(Dataset entries)
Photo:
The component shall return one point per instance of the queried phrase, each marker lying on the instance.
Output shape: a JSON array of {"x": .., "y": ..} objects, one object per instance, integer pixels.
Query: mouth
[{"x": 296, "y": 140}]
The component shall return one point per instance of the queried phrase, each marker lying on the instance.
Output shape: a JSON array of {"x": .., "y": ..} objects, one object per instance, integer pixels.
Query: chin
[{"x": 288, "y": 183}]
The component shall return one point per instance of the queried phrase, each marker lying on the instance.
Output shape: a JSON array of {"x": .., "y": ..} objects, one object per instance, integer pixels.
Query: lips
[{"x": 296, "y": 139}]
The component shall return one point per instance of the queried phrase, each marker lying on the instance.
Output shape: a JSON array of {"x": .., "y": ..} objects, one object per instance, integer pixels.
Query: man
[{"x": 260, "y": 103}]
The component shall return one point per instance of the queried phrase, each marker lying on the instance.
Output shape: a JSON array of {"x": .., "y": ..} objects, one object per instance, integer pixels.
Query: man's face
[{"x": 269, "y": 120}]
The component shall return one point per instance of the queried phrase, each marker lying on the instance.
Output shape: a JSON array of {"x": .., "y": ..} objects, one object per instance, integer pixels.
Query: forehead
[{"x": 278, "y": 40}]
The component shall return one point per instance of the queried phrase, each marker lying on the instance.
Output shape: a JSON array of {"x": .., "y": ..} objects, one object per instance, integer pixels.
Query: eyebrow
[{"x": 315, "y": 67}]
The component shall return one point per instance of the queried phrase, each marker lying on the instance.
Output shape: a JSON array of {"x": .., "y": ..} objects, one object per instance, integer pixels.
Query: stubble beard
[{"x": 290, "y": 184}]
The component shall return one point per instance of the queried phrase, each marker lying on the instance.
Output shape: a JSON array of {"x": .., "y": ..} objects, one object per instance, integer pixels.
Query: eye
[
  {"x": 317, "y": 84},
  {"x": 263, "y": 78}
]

To do: Each of the records is to be repeated word for word.

Output:
Photo:
The component shall return one point per instance of the queried phrase, each marker lying on the instance.
Output shape: a JSON array of {"x": .., "y": ..} objects, one object per instance, integer pixels.
Query: mouth
[{"x": 296, "y": 140}]
The component shall return one point per instance of the queried phrase, each marker lying on the instance.
Output shape: a JSON array of {"x": .., "y": ..} objects, one object per instance, integer pixels.
Query: chin
[{"x": 288, "y": 183}]
The component shall return one point per instance of the queried phrase, each marker lying on the instance.
Output shape: a JSON array of {"x": .., "y": ..} objects, one object per instance, integer pixels.
Query: lips
[{"x": 296, "y": 139}]
The component shall return one point per instance of the queried phrase, each marker lying on the instance.
Output shape: a JSON array of {"x": .., "y": ..} objects, one object per instance, integer pixels.
Query: man
[{"x": 260, "y": 103}]
The component shall return one point per instance of the queried phrase, each marker lying on the instance.
Output shape: a JSON array of {"x": .., "y": ..} objects, one object per instance, integer pixels.
Query: man's face
[{"x": 269, "y": 120}]
The component shall return one point per instance of the queried phrase, each marker lying on the instance.
Output shape: a JSON array of {"x": .., "y": ..} objects, one object per instance, integer pixels.
Query: forehead
[{"x": 278, "y": 40}]
The component shall return one point per instance of the queried phrase, each marker lying on the instance.
Output shape: a JSON array of {"x": .., "y": ..} objects, one object per instance, integer pixels.
Query: eyebrow
[{"x": 315, "y": 67}]
The component shall return one point per instance of the queried phrase, each marker lying on the instance.
Output shape: a JSON array of {"x": .., "y": ..} objects, one object per instance, integer pixels.
Query: stubble beard
[{"x": 290, "y": 184}]
The component shall return one point per instance of the queried phrase, each marker lying on the instance.
Output shape: a JSON array of {"x": .., "y": ..} objects, one object per instance, integer pixels.
Query: eye
[
  {"x": 317, "y": 84},
  {"x": 263, "y": 78}
]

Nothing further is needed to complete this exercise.